*PROBLEM STATEMENT*:
Reproduce the entries below without any change, starting at the line that contains "Please trace the outline of every instance of the round" and continuing through the last line of the entries, with both ends included.

*DATA TO PROCESS*:
*****

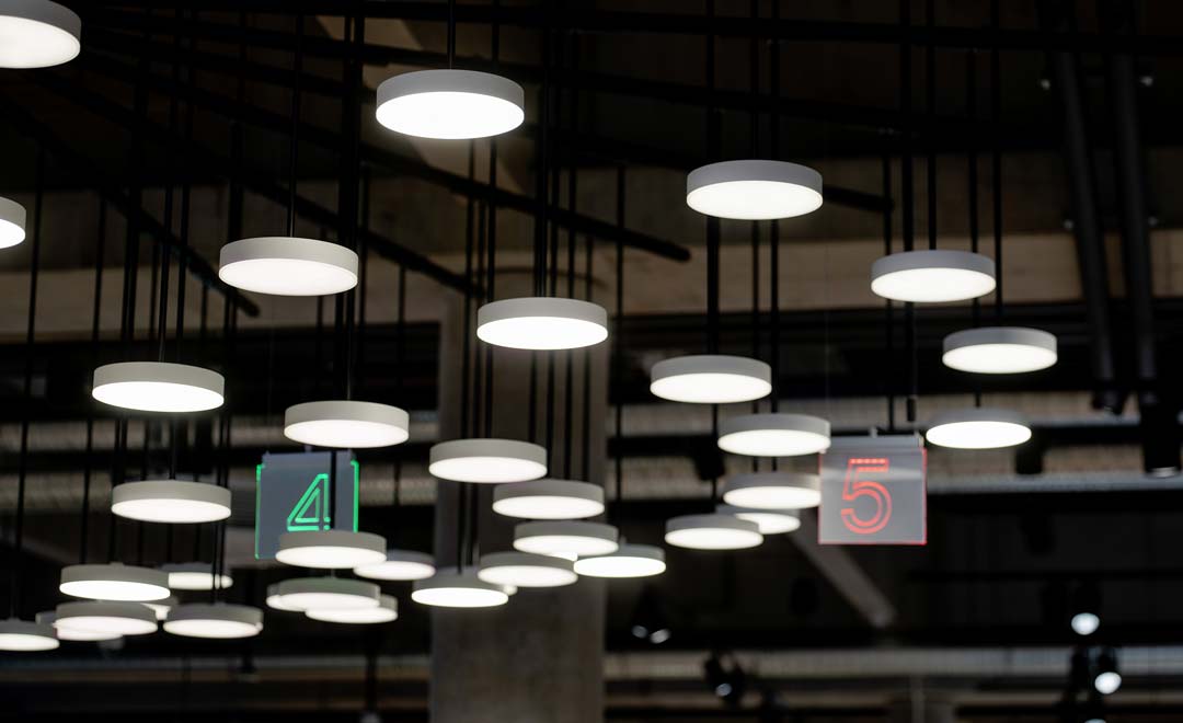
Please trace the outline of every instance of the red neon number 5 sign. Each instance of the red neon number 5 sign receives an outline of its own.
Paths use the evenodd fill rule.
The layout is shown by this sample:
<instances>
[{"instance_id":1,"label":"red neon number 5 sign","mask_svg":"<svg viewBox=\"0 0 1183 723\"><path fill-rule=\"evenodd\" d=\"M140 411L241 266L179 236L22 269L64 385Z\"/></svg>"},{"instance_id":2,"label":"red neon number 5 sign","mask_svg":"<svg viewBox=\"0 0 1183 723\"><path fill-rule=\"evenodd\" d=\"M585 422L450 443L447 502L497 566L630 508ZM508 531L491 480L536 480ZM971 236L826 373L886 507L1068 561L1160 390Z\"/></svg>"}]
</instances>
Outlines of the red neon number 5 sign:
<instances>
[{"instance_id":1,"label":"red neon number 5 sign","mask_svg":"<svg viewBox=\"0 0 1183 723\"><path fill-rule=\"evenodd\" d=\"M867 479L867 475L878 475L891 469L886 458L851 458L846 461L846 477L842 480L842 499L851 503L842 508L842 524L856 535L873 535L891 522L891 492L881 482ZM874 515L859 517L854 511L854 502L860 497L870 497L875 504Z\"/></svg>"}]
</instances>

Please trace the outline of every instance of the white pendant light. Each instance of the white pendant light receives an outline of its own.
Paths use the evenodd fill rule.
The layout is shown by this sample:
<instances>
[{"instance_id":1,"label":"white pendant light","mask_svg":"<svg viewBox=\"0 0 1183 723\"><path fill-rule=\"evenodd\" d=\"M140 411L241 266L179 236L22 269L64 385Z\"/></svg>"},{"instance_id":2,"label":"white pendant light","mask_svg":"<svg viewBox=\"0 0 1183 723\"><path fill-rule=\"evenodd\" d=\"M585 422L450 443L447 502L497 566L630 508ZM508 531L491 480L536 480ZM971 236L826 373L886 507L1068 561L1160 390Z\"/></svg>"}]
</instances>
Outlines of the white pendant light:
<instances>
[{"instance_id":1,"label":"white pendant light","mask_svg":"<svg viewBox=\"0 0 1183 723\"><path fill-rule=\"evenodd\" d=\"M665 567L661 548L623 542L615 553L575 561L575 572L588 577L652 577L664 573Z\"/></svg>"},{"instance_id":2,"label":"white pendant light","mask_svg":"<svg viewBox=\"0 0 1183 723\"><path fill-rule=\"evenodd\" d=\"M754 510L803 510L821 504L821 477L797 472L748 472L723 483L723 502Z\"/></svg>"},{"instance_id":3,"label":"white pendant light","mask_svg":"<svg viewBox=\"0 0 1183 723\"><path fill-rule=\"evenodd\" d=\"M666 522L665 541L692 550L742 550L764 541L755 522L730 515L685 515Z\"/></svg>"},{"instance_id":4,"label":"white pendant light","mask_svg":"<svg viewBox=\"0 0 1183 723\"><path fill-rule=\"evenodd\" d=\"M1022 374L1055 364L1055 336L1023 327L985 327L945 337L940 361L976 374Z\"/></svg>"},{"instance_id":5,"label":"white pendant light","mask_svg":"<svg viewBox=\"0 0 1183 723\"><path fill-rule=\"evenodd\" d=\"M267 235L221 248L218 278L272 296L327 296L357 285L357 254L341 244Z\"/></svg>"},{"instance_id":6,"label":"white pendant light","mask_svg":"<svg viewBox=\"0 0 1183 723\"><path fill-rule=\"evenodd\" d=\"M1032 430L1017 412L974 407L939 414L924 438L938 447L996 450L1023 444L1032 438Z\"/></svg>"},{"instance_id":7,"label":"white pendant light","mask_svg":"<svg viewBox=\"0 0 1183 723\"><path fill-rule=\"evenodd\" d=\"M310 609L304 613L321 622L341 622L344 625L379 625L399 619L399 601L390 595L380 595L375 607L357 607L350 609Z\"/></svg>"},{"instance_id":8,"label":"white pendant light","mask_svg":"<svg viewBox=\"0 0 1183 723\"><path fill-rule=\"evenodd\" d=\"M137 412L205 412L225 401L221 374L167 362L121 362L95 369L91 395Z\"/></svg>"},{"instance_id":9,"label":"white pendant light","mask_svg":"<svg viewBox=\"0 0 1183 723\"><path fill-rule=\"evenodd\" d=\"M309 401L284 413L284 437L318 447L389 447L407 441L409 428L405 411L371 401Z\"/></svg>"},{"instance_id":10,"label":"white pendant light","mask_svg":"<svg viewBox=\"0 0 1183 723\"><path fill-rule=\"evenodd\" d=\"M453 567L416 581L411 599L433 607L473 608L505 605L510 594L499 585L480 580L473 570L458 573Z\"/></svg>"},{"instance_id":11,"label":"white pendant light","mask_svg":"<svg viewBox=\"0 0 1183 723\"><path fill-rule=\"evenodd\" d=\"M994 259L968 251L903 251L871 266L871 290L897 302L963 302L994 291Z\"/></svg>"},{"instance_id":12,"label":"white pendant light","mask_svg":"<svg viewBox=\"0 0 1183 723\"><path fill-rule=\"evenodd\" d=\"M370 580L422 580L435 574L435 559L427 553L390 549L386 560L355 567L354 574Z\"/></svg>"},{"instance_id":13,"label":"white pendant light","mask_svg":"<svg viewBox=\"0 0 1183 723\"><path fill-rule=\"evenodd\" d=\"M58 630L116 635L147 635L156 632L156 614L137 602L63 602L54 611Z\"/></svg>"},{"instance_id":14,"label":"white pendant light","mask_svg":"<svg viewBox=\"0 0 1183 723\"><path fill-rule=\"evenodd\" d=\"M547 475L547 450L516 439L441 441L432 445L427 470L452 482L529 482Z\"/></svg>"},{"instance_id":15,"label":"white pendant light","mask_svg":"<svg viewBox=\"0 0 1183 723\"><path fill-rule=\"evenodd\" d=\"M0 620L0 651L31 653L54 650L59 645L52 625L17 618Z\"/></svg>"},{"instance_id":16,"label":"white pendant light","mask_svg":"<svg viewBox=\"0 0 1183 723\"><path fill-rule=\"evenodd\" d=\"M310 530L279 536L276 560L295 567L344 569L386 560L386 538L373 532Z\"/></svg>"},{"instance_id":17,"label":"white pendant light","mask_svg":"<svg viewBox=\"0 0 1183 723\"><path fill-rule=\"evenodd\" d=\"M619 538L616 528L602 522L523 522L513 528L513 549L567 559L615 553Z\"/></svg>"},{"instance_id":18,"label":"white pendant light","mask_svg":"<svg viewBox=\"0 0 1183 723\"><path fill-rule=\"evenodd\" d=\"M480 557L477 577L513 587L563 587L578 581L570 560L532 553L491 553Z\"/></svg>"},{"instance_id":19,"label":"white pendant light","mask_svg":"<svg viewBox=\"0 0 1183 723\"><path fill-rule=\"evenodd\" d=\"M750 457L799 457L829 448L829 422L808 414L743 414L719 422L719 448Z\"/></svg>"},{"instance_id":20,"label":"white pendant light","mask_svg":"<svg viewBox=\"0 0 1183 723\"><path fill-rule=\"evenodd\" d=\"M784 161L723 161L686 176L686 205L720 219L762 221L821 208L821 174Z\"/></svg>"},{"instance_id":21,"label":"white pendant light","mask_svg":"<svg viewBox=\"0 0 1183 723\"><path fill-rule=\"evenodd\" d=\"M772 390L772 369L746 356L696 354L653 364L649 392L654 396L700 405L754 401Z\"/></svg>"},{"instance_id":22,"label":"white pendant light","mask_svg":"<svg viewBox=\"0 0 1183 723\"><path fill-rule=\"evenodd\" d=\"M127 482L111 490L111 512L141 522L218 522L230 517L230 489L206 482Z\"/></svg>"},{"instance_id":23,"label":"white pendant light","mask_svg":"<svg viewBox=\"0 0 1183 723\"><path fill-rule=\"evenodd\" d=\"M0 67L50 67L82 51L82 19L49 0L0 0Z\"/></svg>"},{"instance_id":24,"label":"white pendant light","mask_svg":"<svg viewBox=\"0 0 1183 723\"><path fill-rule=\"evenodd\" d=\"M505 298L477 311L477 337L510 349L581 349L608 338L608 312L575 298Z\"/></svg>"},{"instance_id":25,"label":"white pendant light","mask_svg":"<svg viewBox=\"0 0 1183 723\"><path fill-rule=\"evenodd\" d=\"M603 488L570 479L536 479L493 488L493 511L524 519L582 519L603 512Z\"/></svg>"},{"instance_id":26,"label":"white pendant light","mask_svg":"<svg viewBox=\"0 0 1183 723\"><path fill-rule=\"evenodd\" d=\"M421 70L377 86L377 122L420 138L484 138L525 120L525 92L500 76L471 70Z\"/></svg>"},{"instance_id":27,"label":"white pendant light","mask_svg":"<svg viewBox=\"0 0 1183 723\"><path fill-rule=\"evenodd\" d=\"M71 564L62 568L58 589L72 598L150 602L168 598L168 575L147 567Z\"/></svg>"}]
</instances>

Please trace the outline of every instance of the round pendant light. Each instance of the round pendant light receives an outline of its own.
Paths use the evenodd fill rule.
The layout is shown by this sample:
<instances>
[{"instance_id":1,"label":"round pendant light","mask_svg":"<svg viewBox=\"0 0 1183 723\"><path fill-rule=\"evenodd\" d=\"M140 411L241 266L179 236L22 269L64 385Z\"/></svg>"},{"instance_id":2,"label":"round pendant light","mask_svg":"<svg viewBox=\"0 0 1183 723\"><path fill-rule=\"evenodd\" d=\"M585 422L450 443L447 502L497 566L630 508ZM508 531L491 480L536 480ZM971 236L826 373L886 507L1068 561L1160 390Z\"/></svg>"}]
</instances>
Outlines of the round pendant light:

*****

*ANSWER TO THE TASK*:
Please trace the outline of every instance of the round pendant light. Each instance of the round pendant light receives an outline of its own.
Paths use the evenodd fill rule.
The layout is shown by this sample:
<instances>
[{"instance_id":1,"label":"round pendant light","mask_svg":"<svg viewBox=\"0 0 1183 723\"><path fill-rule=\"evenodd\" d=\"M140 411L241 266L179 236L22 269L64 385Z\"/></svg>"},{"instance_id":2,"label":"round pendant light","mask_svg":"<svg viewBox=\"0 0 1183 723\"><path fill-rule=\"evenodd\" d=\"M585 422L450 443L447 502L497 566L630 508ZM508 531L491 480L536 480ZM971 236L826 373L886 507L1068 561L1160 390Z\"/></svg>"}]
</instances>
Outlines of the round pendant light:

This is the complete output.